#### [Your objective]
Copy all the records exactly, but keep the pictures out of your version.

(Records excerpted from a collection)
□ □ □ □
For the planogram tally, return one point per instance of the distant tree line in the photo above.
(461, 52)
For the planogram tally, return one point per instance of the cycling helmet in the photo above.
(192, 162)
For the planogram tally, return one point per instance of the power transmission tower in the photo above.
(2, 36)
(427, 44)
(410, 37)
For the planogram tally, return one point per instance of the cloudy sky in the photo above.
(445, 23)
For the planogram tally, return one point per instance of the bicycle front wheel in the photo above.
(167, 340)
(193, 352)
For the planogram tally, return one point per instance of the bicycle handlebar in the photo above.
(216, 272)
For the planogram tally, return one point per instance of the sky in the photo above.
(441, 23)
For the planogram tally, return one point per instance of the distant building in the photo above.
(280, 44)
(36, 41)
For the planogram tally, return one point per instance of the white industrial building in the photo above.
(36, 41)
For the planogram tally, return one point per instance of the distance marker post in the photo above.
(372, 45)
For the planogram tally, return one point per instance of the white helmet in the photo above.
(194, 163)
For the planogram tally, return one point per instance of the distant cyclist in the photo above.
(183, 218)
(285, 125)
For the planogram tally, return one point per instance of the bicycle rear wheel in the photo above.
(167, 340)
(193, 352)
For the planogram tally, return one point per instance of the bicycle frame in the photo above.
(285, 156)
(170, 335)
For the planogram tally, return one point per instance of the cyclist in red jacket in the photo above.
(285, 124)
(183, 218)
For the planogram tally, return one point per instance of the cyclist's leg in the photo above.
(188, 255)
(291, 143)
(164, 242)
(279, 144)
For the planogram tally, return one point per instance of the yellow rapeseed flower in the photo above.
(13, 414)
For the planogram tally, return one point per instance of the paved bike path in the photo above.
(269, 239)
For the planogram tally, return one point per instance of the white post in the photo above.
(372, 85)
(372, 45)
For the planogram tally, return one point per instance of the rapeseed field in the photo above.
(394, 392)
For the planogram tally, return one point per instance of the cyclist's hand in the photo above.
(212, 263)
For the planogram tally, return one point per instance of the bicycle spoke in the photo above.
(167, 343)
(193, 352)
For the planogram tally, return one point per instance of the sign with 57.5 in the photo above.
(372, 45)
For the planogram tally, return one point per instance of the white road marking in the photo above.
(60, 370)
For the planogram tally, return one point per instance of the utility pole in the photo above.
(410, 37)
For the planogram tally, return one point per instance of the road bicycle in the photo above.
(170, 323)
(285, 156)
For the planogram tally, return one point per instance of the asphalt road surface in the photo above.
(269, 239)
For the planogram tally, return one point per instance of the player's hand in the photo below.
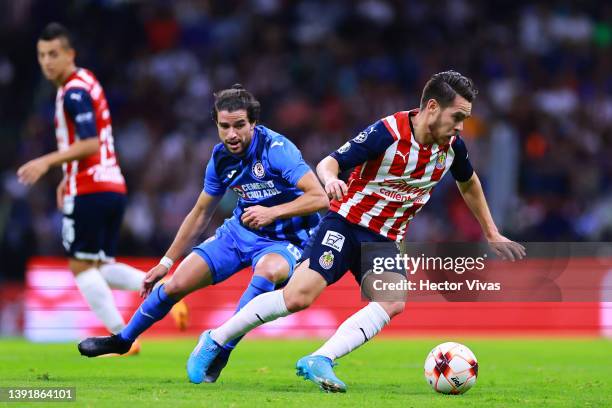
□ □ □ □
#### [Finished exercise]
For the planogram tally, return one point per instance of the distant tree line in the photo above.
(461, 52)
For the planogram tally, return one point per instance of the cycling helmet in the photo above.
(192, 162)
For the planogram tally, return one point per instance of the power transmission tower in the photo above.
(2, 36)
(427, 44)
(410, 37)
For the planogram tally, return one point per instance of the cloudy sky in the photo above.
(445, 23)
For the planogram tally, return one point per instance of the bicycle front wheel in the photo above.
(167, 340)
(193, 352)
For the planogram tally, return one point per instance of the bicycle handlebar in the photo above.
(216, 272)
For the planogram tally, return one point per instance of the sky in the photo above.
(441, 23)
For the planogram tally, return one point per instance of the distant building in the photo above.
(280, 44)
(36, 41)
For the planogram tally, return one point per instance of the white industrial building in the photo above.
(36, 41)
For the planogram tally, return one point per instance of the distance marker post in the photo above.
(372, 45)
For the planogram tally, return one point per instance of the white helmet in the photo above.
(194, 163)
For the planogram tally, return one point per instance of the distant cyclist in the photo above.
(183, 218)
(285, 125)
For the planogram tally, return one point per instance of the bicycle rear wheel in the photo above.
(167, 340)
(193, 352)
For the planogram tally, return one point per instance of the bicycle frame in the photo above.
(285, 156)
(170, 335)
For the planogram tally, return one point per instance of the cyclist in red jacket in the photo above.
(285, 124)
(183, 218)
For the planogram tally, return one point per instance of the cyclist's leg in the photo above.
(188, 255)
(291, 143)
(164, 242)
(279, 144)
For the planogram tally, return one point per instance of the yellow rapeseed flower in the photo above.
(13, 414)
For the planogram tally, return one point per instance of the paved bike path in the photo above.
(269, 239)
For the planogram tally, return one point per instance of the white post in the photo above.
(372, 85)
(372, 45)
For the planogram tally, return one point per instance of the rapeseed field in the photo above.
(394, 392)
For the planogram tally, return one point per instance of the cyclist's hand in the photo above.
(212, 263)
For the planogram tally, return one point per instance of the bicycle spoke in the photo above.
(167, 343)
(193, 352)
For the planogram tally, return one point per instance of the sign with 57.5 in the photo above.
(372, 45)
For the planogram tally, return one point per instance of the white road marking in the photo above.
(60, 370)
For the planogram tally, return one point per instance of the utility pole in the photo above.
(410, 37)
For the planogram tally, return one point per instance of the road bicycle in the photo above.
(170, 323)
(285, 156)
For the planogram tally, return one point per instance of the asphalt road surface in the photo above.
(269, 239)
For the planogram tally, return one point per instance of the player's hand in the photo below.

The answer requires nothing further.